However, after dissection of lungs from smokers and nonsmokers and assay of two different point mutations in the K-ras and P53 nuclear genes, we find that the number of mutant colonies in smokers and nonsmokers are identical. While more lungs and assays are required prior to offering for publication it seems that cigarette smoking probably does not induce point mutations in human lung cells.

These findings may be considered in terms of the natural progress of science inexorably discovering former error but they have also created a great deal of discomfort among MIT toxicology faculty and among scientific reviewers of CEHS proposals.

One reason is that when some scientists hear the arguments for a spontaneous source of human mutations and they interpret them to be arguments against a role for environmental chemicals in human disease, especially cancer. This is not logically implied by CEHS proposals in which it is argued that the historical record of rising fractions of Americans at risk for lung cancer, leukemia, lymphoma, and cancers of the central nervous system and kidneys is prima facie evidence of the importance of environmental factors. What is logically inferred is that in addition to press for direct testing of the Central Premise in human nuclear genes, CEHS must invest in basic research, which examines biological phenomena in addition to mutations, which could be affected by environmental factors?

+ + + + +

§ REQUIREMENT
Copy out the stretch of the passage on smoking and lung-cell mutations from "One reason is" through "by environmental factors?", word for word.

+ + + + +

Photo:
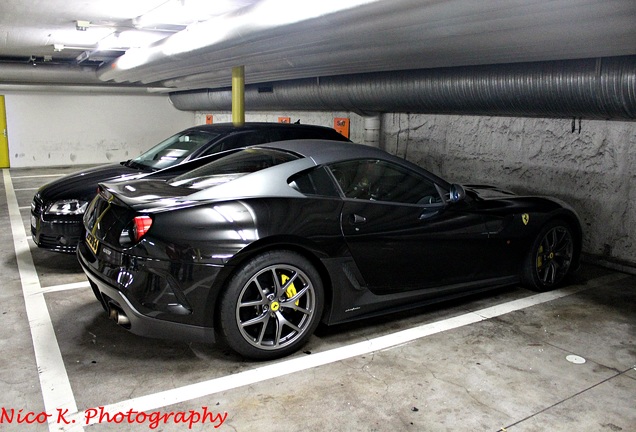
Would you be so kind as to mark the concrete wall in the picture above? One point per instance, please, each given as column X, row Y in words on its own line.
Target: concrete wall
column 594, row 170
column 59, row 129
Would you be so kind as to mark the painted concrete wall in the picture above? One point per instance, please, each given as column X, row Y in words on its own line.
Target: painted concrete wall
column 60, row 129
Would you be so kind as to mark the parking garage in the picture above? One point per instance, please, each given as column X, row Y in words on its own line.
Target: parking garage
column 535, row 97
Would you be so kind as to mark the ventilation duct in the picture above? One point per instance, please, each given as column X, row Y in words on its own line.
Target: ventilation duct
column 603, row 88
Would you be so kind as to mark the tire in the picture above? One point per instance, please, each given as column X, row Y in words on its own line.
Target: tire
column 550, row 259
column 271, row 305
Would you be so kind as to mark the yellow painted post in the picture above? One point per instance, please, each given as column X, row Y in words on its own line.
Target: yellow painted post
column 238, row 95
column 4, row 138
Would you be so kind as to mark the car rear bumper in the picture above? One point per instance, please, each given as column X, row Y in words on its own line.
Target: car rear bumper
column 127, row 314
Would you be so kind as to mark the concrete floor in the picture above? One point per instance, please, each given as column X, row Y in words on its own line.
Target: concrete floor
column 495, row 362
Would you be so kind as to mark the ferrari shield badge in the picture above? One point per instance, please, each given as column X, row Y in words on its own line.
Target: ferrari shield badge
column 525, row 218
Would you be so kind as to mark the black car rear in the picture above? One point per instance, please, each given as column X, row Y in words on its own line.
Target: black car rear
column 58, row 207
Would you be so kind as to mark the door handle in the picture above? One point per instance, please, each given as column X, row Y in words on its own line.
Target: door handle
column 356, row 219
column 429, row 214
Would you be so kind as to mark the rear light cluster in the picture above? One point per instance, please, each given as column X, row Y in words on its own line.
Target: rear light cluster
column 141, row 225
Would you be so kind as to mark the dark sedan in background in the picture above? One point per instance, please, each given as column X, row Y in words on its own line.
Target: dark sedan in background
column 58, row 207
column 259, row 245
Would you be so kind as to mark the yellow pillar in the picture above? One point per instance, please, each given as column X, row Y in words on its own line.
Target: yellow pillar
column 4, row 139
column 238, row 95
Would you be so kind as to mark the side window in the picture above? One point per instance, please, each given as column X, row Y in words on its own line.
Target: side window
column 377, row 180
column 314, row 182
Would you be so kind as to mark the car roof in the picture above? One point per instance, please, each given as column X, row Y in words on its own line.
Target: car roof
column 231, row 127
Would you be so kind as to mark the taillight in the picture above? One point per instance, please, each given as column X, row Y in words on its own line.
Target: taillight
column 141, row 225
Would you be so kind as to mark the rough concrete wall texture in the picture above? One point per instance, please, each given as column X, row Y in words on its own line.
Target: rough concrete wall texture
column 592, row 169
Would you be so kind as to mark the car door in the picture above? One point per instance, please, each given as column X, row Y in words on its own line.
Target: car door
column 401, row 233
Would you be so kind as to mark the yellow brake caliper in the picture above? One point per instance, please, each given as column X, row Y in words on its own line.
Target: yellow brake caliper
column 291, row 289
column 540, row 257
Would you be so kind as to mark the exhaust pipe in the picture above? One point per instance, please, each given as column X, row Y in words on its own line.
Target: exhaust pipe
column 118, row 316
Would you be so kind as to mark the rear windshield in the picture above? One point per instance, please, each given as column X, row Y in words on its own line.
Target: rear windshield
column 231, row 167
column 174, row 150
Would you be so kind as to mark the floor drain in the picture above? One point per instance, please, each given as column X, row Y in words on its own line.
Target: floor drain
column 575, row 359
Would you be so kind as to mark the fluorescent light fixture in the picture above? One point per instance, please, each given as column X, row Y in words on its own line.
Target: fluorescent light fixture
column 129, row 39
column 264, row 14
column 185, row 12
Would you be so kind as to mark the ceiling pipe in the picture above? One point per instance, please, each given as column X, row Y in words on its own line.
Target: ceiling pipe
column 603, row 88
column 62, row 77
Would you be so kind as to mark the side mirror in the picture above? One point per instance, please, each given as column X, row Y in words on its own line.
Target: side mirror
column 457, row 193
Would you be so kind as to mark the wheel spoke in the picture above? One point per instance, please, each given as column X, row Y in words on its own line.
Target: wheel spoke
column 554, row 255
column 271, row 314
column 257, row 320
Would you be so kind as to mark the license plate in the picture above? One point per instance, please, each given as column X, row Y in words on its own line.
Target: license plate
column 92, row 242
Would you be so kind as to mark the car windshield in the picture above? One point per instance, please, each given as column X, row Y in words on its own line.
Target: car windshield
column 231, row 167
column 173, row 150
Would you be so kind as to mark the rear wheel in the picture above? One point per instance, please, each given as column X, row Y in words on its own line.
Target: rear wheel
column 271, row 306
column 550, row 258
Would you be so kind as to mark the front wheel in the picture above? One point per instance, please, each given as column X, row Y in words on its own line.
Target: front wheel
column 271, row 306
column 550, row 258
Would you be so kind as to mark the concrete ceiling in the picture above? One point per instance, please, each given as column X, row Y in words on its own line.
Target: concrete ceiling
column 40, row 43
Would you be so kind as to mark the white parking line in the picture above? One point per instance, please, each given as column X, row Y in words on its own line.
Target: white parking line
column 54, row 382
column 66, row 287
column 298, row 364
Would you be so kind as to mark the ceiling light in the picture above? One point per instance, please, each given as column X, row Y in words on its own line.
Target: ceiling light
column 82, row 25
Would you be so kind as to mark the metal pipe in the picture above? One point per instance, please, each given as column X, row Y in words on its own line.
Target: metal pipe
column 591, row 88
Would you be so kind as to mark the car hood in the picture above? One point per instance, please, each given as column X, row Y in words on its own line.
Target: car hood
column 83, row 184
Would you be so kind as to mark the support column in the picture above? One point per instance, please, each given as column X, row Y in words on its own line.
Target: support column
column 238, row 95
column 372, row 130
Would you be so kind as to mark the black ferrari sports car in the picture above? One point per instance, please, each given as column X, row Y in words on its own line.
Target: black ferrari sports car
column 58, row 207
column 258, row 245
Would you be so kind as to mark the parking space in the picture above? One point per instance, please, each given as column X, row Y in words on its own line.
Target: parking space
column 508, row 360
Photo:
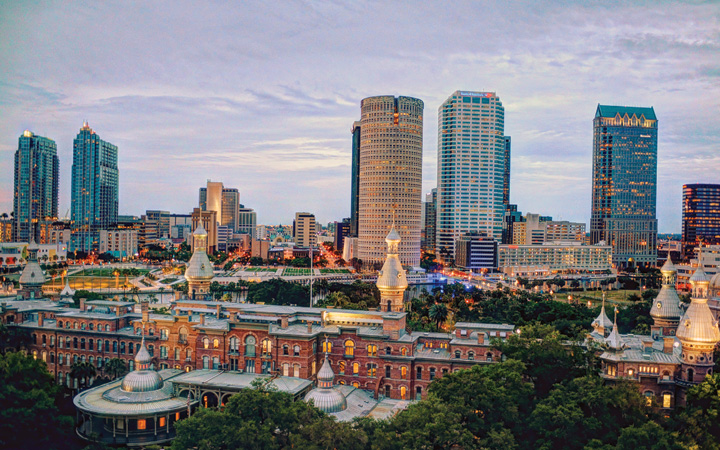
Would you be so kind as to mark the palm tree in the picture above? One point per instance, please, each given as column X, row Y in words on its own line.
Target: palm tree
column 115, row 368
column 83, row 371
column 439, row 313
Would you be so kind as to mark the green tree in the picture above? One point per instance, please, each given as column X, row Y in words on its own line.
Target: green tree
column 29, row 416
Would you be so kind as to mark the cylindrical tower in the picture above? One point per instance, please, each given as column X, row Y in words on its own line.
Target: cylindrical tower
column 390, row 176
column 698, row 332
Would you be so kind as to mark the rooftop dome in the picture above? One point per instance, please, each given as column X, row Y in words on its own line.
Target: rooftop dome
column 32, row 273
column 199, row 267
column 614, row 341
column 143, row 378
column 392, row 275
column 324, row 397
column 698, row 325
column 602, row 320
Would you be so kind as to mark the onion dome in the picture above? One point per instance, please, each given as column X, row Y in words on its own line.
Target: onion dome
column 698, row 325
column 143, row 378
column 614, row 341
column 199, row 267
column 392, row 275
column 32, row 273
column 324, row 397
column 602, row 320
column 667, row 304
column 67, row 290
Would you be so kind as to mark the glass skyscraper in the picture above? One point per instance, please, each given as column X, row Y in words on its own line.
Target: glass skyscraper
column 390, row 178
column 473, row 154
column 94, row 189
column 624, row 185
column 36, row 185
column 701, row 216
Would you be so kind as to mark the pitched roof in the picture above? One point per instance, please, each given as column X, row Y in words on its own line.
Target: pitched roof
column 612, row 111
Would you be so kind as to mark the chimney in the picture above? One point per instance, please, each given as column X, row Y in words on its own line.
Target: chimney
column 145, row 311
column 668, row 345
column 647, row 346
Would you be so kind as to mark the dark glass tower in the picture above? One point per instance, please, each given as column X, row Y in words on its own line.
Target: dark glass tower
column 624, row 187
column 701, row 216
column 355, row 181
column 36, row 185
column 94, row 189
column 506, row 175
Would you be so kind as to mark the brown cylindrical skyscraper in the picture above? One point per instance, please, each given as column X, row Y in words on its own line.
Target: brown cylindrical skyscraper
column 390, row 176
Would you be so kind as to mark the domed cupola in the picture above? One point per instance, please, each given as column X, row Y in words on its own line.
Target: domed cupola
column 199, row 272
column 143, row 378
column 324, row 396
column 392, row 280
column 665, row 309
column 32, row 278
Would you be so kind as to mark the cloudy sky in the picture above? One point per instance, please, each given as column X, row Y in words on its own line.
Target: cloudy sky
column 262, row 95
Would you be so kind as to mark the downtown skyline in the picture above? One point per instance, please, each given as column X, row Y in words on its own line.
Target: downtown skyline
column 264, row 100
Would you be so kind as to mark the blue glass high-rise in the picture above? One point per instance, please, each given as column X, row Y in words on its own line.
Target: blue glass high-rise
column 94, row 189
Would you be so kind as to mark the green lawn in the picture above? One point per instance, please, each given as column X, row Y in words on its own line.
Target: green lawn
column 294, row 272
column 324, row 271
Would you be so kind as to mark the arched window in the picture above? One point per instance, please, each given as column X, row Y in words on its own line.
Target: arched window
column 250, row 346
column 234, row 345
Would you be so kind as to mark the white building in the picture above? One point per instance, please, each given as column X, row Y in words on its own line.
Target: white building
column 521, row 260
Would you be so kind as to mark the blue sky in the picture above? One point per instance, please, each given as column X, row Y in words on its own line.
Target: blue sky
column 262, row 95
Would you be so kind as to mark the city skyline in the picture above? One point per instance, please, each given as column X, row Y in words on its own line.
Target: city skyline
column 270, row 98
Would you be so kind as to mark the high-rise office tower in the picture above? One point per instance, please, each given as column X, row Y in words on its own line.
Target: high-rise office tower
column 471, row 168
column 94, row 189
column 390, row 177
column 224, row 201
column 355, row 180
column 36, row 185
column 506, row 173
column 304, row 229
column 624, row 183
column 701, row 216
column 430, row 218
column 247, row 221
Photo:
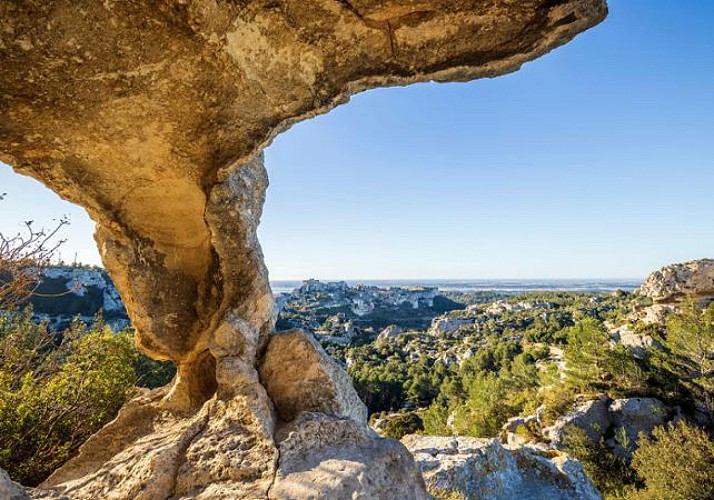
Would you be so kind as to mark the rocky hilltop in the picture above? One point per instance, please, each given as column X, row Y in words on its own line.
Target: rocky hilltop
column 667, row 288
column 66, row 293
column 340, row 313
column 152, row 115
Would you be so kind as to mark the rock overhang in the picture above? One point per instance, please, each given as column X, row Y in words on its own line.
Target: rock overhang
column 152, row 115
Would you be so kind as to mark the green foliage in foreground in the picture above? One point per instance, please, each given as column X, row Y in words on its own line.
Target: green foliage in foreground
column 56, row 390
column 677, row 463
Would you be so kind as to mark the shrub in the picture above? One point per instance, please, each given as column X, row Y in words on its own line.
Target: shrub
column 57, row 389
column 398, row 426
column 677, row 463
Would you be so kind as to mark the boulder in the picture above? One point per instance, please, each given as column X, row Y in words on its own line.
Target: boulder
column 389, row 334
column 473, row 468
column 590, row 416
column 153, row 117
column 10, row 490
column 674, row 282
column 520, row 430
column 299, row 377
column 634, row 416
column 325, row 457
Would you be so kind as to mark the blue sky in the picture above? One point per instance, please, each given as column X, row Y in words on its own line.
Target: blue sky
column 596, row 160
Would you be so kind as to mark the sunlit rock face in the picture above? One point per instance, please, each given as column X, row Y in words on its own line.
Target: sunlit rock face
column 152, row 115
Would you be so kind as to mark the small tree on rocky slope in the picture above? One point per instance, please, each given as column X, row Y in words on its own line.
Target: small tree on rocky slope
column 22, row 258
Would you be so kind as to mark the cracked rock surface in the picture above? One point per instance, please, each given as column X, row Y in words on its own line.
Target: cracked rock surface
column 152, row 115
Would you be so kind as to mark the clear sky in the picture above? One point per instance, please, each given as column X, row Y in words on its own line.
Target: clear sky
column 596, row 160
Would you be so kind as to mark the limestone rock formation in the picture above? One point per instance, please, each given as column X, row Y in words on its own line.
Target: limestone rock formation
column 615, row 421
column 10, row 490
column 325, row 457
column 674, row 282
column 473, row 468
column 314, row 382
column 152, row 115
column 590, row 416
column 670, row 286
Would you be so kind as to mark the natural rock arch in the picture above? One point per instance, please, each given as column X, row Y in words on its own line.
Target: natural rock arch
column 152, row 115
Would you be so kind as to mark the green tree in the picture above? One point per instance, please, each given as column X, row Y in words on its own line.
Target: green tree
column 586, row 355
column 677, row 463
column 690, row 338
column 56, row 391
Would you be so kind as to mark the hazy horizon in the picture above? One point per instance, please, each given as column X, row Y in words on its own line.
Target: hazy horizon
column 592, row 162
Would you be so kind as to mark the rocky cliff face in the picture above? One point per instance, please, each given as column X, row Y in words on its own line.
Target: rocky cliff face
column 471, row 468
column 668, row 287
column 152, row 116
column 674, row 282
column 69, row 292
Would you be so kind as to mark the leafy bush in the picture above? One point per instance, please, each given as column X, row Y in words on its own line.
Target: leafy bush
column 57, row 389
column 677, row 463
column 611, row 475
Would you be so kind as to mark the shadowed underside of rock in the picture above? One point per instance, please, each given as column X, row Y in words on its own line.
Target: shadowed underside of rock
column 152, row 115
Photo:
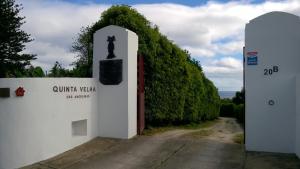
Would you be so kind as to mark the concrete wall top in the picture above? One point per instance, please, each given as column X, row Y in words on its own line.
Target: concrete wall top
column 116, row 28
column 278, row 15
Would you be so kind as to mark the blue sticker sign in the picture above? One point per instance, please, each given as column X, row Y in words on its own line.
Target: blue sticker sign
column 251, row 58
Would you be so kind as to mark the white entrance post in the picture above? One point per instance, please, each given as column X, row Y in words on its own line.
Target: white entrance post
column 117, row 48
column 271, row 67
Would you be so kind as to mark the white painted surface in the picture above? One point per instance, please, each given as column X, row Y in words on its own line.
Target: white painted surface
column 39, row 125
column 45, row 123
column 117, row 103
column 276, row 38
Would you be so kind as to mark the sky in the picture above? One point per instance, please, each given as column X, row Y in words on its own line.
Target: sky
column 212, row 31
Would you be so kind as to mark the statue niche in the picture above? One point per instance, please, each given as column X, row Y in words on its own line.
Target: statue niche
column 111, row 47
column 111, row 68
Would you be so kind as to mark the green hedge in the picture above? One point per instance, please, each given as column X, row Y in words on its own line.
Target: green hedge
column 176, row 90
column 229, row 109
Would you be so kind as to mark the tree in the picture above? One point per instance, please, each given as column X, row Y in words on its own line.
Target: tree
column 176, row 89
column 12, row 41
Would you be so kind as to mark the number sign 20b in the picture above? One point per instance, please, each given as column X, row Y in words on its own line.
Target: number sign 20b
column 274, row 69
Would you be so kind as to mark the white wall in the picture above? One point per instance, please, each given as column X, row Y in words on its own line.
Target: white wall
column 276, row 38
column 117, row 103
column 46, row 121
column 39, row 125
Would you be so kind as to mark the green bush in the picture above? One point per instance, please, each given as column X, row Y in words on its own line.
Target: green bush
column 176, row 89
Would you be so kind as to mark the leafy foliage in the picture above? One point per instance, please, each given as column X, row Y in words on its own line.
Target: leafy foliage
column 12, row 40
column 176, row 90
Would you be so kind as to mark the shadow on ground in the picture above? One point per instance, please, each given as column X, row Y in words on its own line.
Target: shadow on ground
column 209, row 148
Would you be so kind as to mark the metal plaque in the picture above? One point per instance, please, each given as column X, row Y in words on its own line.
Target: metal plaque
column 4, row 92
column 111, row 72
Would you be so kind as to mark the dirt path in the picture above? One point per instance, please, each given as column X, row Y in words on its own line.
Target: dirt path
column 223, row 131
column 211, row 148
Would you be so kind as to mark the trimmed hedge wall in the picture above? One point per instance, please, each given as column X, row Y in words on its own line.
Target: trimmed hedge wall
column 176, row 90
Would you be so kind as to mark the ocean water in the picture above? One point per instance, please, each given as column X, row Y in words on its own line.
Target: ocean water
column 227, row 94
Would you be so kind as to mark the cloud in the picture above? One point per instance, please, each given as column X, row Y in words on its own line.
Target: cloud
column 211, row 32
column 53, row 25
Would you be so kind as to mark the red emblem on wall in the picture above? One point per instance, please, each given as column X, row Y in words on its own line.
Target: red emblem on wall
column 20, row 92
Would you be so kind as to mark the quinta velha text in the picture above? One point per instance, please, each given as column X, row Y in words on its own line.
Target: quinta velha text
column 67, row 89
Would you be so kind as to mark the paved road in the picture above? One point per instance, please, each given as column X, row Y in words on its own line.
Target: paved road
column 209, row 148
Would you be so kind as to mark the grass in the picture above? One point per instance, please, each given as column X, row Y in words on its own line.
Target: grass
column 193, row 126
column 239, row 138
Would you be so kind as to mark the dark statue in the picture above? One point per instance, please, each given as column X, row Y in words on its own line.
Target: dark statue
column 111, row 47
column 111, row 70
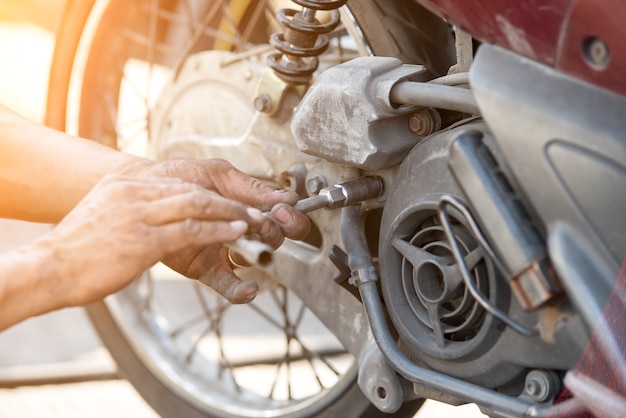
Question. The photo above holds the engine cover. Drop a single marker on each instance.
(440, 324)
(346, 116)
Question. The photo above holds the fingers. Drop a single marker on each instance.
(195, 204)
(228, 285)
(234, 184)
(176, 236)
(293, 223)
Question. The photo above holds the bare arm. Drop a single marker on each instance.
(44, 173)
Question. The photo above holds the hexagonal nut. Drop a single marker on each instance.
(335, 195)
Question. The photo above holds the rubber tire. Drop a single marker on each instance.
(391, 30)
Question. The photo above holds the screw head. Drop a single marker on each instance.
(263, 103)
(596, 52)
(315, 184)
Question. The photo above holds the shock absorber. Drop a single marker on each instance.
(305, 38)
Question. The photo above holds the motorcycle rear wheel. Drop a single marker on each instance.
(112, 33)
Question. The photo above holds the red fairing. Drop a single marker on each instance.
(583, 38)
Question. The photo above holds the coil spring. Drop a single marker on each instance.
(305, 38)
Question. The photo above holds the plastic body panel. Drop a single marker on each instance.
(563, 140)
(554, 32)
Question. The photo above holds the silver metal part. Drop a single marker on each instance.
(340, 195)
(347, 117)
(343, 194)
(253, 251)
(378, 381)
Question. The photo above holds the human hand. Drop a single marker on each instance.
(210, 264)
(126, 224)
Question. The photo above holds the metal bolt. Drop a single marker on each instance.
(541, 385)
(263, 103)
(294, 180)
(596, 52)
(315, 184)
(424, 122)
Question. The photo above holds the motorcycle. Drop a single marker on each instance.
(472, 159)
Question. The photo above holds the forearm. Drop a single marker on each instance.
(27, 285)
(44, 173)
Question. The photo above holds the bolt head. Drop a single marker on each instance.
(263, 103)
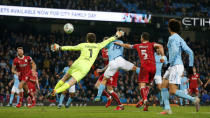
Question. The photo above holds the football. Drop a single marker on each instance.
(68, 28)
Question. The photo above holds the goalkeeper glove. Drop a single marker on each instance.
(55, 47)
(119, 34)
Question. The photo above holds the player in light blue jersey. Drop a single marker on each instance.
(72, 89)
(159, 65)
(116, 62)
(14, 90)
(184, 86)
(172, 77)
(158, 75)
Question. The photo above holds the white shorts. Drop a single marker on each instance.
(116, 64)
(174, 73)
(15, 90)
(158, 79)
(72, 89)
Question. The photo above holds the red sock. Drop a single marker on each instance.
(29, 100)
(144, 92)
(115, 96)
(106, 94)
(32, 97)
(21, 97)
(147, 91)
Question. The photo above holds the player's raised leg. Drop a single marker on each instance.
(62, 96)
(105, 93)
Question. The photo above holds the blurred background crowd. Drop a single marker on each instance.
(165, 7)
(49, 64)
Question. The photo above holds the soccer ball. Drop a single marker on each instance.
(68, 28)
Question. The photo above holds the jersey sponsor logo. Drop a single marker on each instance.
(23, 65)
(143, 46)
(88, 46)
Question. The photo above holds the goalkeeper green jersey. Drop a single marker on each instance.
(89, 53)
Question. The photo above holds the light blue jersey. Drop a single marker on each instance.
(16, 81)
(159, 64)
(175, 47)
(65, 69)
(114, 50)
(184, 83)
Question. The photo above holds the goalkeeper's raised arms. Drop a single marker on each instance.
(55, 47)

+ + + + +

§ RESPONSE AREA
One reason is that when some scientists hear the arguments for a spontaneous source of human mutations and they interpret them to be arguments against a role for environmental chemicals in human disease, especially cancer. This is not logically implied by CEHS proposals in which it is argued that the historical record of rising fractions of Americans at risk for lung cancer, leukemia, lymphoma, and cancers of the central nervous system and kidneys is prima facie evidence of the importance of environmental factors. What is logically inferred is that in addition to press for direct testing of the Central Premise in human nuclear genes, CEHS must invest in basic research, which examines biological phenomena in addition to mutations, which could be affected by environmental factors?